“
He said he was a gay man
with a vagina and I, penis heavy
and light of foot, wondered
if gay meant the same to him
as it did to me, wondered
if man was in mind or body.
Because I wear my man,
strip down bare to my man.
In the mirror, there, I am.
For me, man has merely been
a matter of circumstance,
not a journey or discovery.
I rarely had to fight for it,
rarely want to fight against it,
never wanted to shed skin
to reveal somebody else.
I never questioned it until
he said, ‘Some men have vaginas.’
I understood it to be true
but it left me feeling nothing
more than a tool, who knew
nothing about being a man
outside his own body.
”
― Dean Atta, The Black Flamingo
My European (gender)queer ex-lover shared the link to this poem with me just over a year ago, on April 1, 2023, in response to my voicing to them my fears that nobody would like me or understand me (physically/sexually) anymore because of my body post-gender-affirming-surgery: straight men wouldn’t like me because I didn’t have tits anymore, and gay men wouldn’t like me because I didn’t have a penis. I was a “boy with a vagina” and would therefore be a “freak” forever.
Last night, a few days after taking the plunge and making myself a Tinder account where I’m specifically presenting as “non-binary transmasc gay/pansexual” using “he/they” pronouns and seeking men, I finally had the courage to listen to Dean Atta’s poem “Some men have vaginas”.
- - - - -
WHAT TO WORK ON
According to the post, on what date did the writer's ex-lover share the link to the poem? The records stand apart from the post and have no connection to it.
- - - - -
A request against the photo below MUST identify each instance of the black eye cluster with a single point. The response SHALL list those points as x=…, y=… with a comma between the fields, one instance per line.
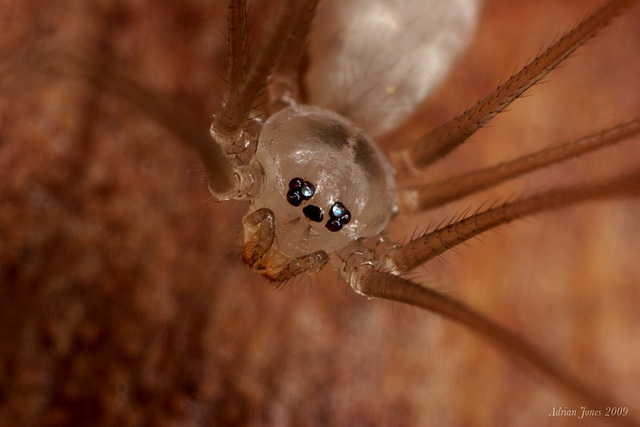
x=301, y=190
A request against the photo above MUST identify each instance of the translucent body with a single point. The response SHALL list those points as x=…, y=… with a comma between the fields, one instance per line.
x=343, y=165
x=359, y=66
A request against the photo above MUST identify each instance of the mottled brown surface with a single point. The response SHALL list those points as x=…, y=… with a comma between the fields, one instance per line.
x=123, y=299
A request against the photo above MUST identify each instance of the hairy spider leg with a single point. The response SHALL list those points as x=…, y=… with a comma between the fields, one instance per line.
x=416, y=155
x=413, y=199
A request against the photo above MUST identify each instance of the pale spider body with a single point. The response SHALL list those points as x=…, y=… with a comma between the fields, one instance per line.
x=145, y=311
x=342, y=165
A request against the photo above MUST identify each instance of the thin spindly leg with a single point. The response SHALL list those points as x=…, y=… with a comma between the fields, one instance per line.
x=283, y=86
x=61, y=62
x=227, y=125
x=444, y=139
x=259, y=234
x=391, y=287
x=237, y=49
x=434, y=194
x=407, y=257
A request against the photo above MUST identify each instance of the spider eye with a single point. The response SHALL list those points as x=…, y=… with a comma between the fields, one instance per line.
x=295, y=183
x=307, y=190
x=312, y=212
x=340, y=216
x=294, y=197
x=338, y=210
x=299, y=190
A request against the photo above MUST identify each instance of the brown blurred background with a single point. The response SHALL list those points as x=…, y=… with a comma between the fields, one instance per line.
x=123, y=298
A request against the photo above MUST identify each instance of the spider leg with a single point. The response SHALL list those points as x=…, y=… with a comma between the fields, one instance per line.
x=434, y=194
x=444, y=139
x=227, y=126
x=67, y=63
x=238, y=54
x=284, y=85
x=407, y=257
x=259, y=234
x=371, y=283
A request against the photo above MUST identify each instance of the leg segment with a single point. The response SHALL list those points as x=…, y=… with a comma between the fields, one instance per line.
x=388, y=286
x=407, y=257
x=411, y=200
x=447, y=137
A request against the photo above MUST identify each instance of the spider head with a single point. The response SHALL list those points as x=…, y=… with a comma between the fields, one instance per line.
x=325, y=181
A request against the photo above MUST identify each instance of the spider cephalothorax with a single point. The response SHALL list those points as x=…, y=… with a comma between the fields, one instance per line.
x=324, y=182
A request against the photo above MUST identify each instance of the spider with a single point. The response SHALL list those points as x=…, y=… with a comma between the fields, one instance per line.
x=294, y=315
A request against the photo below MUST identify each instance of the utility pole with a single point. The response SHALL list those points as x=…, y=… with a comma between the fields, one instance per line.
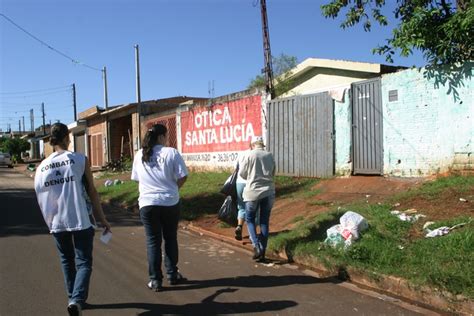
- - - - -
COMPLETED EXERCISE
April 1, 2023